# AUSGEWÄHLTER AUSZUG
Allerdings gehen in Rechtsprechung und Literatur die Ansichten darüber auseinander, ob die Rechte aus einem Sachpatent und einem Verfahrenspatent erschöpft sind, wenn eine patentgeschützte Vorrichtung, das sich zur Ausübung eines ebenfalls patentgeschützten Verfahrens eignet, durch den Patentinhaber oder mit dessen Zustimmung in den Verkehr gebracht wurde6).7)

a) Unmittelbares Verfahrenserzeugnis

Bei Verfahrenspatenten umfaßt die Erschöpfung auch das unmittelbare Verfahrenserzeugnis.

b) Vorrichtung zur Durchführung des Verfahrens

(i) nicht patentgeschützte Vorrichtung

Eine Erschöpfung eines Verfahrenspatents durch die Veräußerung einer nicht patentgeschützten Vorrichtung zur Durchführung des Verfahrens tritt jedoch nicht ein.

# GEZEIGTES MATERIAL
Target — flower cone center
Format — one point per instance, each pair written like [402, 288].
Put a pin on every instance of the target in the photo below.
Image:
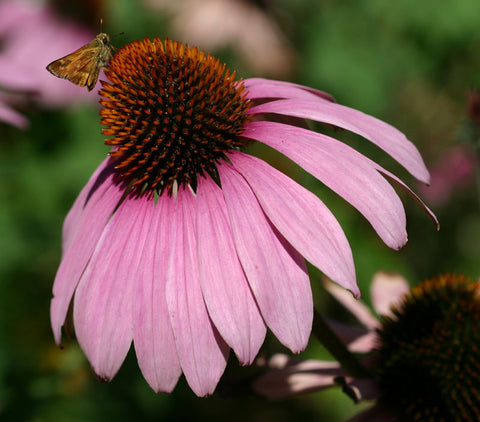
[429, 360]
[171, 112]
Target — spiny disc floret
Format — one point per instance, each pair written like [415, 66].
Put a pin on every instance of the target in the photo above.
[428, 361]
[172, 112]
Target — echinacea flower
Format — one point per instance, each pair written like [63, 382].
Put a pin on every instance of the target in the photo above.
[190, 247]
[32, 36]
[421, 353]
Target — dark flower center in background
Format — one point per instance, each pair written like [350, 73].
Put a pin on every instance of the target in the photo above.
[429, 357]
[172, 113]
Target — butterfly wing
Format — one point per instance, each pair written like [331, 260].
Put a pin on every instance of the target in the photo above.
[83, 65]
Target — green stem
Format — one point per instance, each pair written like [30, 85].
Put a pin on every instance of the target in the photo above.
[337, 349]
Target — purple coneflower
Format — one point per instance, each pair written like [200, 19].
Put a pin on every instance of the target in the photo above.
[31, 36]
[188, 246]
[422, 353]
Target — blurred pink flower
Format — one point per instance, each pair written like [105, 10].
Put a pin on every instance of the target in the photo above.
[455, 170]
[287, 377]
[420, 361]
[190, 247]
[32, 36]
[241, 25]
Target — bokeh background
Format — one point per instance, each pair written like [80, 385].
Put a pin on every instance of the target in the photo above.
[413, 64]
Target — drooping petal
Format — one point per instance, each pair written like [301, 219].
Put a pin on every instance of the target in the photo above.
[201, 350]
[152, 330]
[75, 220]
[300, 216]
[104, 297]
[356, 307]
[380, 133]
[387, 290]
[268, 88]
[228, 297]
[276, 272]
[412, 194]
[92, 220]
[344, 170]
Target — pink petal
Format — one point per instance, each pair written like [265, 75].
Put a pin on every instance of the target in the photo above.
[387, 290]
[356, 307]
[275, 271]
[267, 88]
[152, 330]
[228, 297]
[357, 339]
[380, 133]
[74, 221]
[201, 350]
[103, 299]
[412, 194]
[305, 222]
[298, 378]
[342, 169]
[90, 223]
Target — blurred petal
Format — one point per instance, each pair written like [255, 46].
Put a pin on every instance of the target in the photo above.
[300, 216]
[342, 169]
[374, 414]
[387, 290]
[276, 273]
[297, 378]
[152, 330]
[202, 352]
[103, 299]
[380, 133]
[356, 307]
[357, 339]
[10, 116]
[92, 220]
[228, 297]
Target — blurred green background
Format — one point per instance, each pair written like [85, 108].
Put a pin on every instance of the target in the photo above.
[409, 63]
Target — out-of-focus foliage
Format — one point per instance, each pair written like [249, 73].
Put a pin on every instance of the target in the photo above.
[409, 63]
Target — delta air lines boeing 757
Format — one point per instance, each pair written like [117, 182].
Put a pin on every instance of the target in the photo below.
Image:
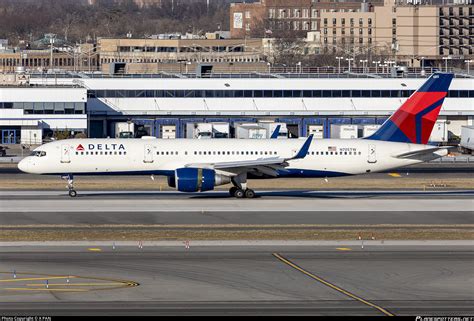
[194, 165]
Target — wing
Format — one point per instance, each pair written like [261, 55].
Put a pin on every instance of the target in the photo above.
[261, 166]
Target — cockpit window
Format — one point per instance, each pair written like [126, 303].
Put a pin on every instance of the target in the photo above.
[38, 153]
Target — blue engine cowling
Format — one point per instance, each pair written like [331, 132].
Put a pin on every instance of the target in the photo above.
[194, 179]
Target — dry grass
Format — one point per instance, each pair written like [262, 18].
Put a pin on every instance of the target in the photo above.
[244, 233]
[160, 183]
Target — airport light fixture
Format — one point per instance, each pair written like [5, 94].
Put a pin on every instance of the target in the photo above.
[468, 62]
[376, 66]
[349, 62]
[339, 64]
[446, 62]
[364, 62]
[298, 64]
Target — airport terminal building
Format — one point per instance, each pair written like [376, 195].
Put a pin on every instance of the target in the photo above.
[221, 105]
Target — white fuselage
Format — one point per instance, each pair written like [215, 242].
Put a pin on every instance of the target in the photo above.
[326, 157]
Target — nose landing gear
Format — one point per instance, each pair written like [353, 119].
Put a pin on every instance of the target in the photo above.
[240, 190]
[70, 185]
[241, 193]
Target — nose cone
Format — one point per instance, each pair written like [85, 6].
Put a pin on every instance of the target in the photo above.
[23, 165]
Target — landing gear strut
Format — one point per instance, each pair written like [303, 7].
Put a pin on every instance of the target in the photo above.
[240, 190]
[70, 185]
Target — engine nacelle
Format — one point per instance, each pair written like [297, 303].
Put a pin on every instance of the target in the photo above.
[191, 179]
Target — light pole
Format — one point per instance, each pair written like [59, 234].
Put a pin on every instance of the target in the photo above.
[376, 66]
[349, 62]
[422, 63]
[51, 42]
[468, 62]
[363, 61]
[339, 64]
[446, 62]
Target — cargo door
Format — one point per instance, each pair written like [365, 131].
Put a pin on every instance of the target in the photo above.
[372, 157]
[65, 153]
[148, 154]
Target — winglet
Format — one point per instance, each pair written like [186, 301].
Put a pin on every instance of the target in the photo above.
[276, 132]
[304, 149]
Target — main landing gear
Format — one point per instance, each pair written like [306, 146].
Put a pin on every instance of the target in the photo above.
[240, 190]
[241, 193]
[70, 185]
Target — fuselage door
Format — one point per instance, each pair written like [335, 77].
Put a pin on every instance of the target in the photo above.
[372, 157]
[65, 153]
[148, 156]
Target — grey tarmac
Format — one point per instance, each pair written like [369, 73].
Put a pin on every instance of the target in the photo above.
[398, 279]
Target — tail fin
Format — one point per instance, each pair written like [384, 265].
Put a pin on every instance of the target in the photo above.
[414, 120]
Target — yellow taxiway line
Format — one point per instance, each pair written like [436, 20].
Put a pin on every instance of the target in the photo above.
[46, 289]
[77, 284]
[332, 286]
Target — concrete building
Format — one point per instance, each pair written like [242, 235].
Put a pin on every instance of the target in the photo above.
[159, 105]
[29, 115]
[179, 55]
[81, 58]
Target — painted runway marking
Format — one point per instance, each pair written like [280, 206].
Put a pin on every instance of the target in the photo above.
[76, 284]
[63, 283]
[332, 286]
[36, 279]
[394, 175]
[45, 289]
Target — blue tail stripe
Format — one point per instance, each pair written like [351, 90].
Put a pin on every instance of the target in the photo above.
[438, 82]
[418, 117]
[389, 132]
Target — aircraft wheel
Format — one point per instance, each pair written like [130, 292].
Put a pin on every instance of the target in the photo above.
[249, 193]
[232, 190]
[239, 193]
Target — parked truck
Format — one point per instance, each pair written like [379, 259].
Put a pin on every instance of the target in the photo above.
[124, 130]
[467, 139]
[199, 130]
[367, 130]
[250, 130]
[220, 130]
[271, 126]
[439, 133]
[344, 131]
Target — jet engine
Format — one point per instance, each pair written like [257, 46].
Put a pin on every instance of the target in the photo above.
[191, 179]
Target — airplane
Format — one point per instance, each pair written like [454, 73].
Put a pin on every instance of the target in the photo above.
[193, 165]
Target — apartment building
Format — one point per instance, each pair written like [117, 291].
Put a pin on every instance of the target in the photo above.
[266, 17]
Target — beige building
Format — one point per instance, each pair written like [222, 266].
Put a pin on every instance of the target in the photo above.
[180, 55]
[266, 17]
[403, 31]
[81, 58]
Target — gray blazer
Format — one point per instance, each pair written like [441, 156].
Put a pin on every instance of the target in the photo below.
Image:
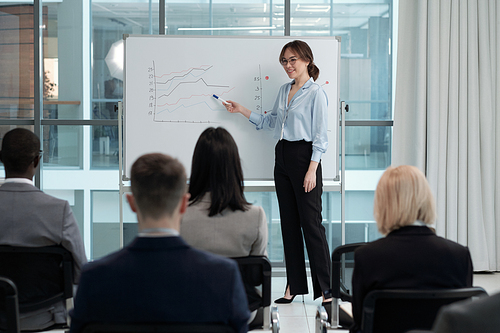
[29, 217]
[230, 234]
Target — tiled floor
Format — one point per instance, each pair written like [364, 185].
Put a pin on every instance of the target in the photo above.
[298, 317]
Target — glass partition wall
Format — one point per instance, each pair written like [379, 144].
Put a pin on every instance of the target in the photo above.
[82, 82]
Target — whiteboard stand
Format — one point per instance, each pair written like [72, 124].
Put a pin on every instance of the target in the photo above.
[342, 171]
[120, 167]
[265, 186]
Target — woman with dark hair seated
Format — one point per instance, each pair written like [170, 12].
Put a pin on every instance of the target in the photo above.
[219, 219]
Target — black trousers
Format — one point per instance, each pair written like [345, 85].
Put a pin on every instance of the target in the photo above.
[300, 214]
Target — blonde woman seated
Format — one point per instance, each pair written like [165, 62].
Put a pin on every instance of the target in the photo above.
[219, 219]
[411, 255]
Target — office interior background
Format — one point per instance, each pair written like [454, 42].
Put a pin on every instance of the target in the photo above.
[72, 105]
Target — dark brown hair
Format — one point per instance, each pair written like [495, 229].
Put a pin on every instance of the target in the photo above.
[19, 147]
[303, 51]
[158, 183]
[216, 168]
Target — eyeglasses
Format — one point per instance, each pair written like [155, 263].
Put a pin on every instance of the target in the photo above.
[291, 60]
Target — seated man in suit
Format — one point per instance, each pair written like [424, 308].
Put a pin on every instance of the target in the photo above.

# AUFGABE
Gib den Auszug zur Erschöpfung von Patentrechten vollständig und Wort für Wort wieder.

# LÖSUNG
Allerdings gehen in Rechtsprechung und Literatur die Ansichten darüber auseinander, ob die Rechte aus einem Sachpatent und einem Verfahrenspatent erschöpft sind, wenn eine patentgeschützte Vorrichtung, das sich zur Ausübung eines ebenfalls patentgeschützten Verfahrens eignet, durch den Patentinhaber oder mit dessen Zustimmung in den Verkehr gebracht wurde6).7)

a) Unmittelbares Verfahrenserzeugnis

Bei Verfahrenspatenten umfaßt die Erschöpfung auch das unmittelbare Verfahrenserzeugnis.

b) Vorrichtung zur Durchführung des Verfahrens

(i) nicht patentgeschützte Vorrichtung

Eine Erschöpfung eines Verfahrenspatents durch die Veräußerung einer nicht patentgeschützten Vorrichtung zur Durchführung des Verfahrens tritt jedoch nicht ein.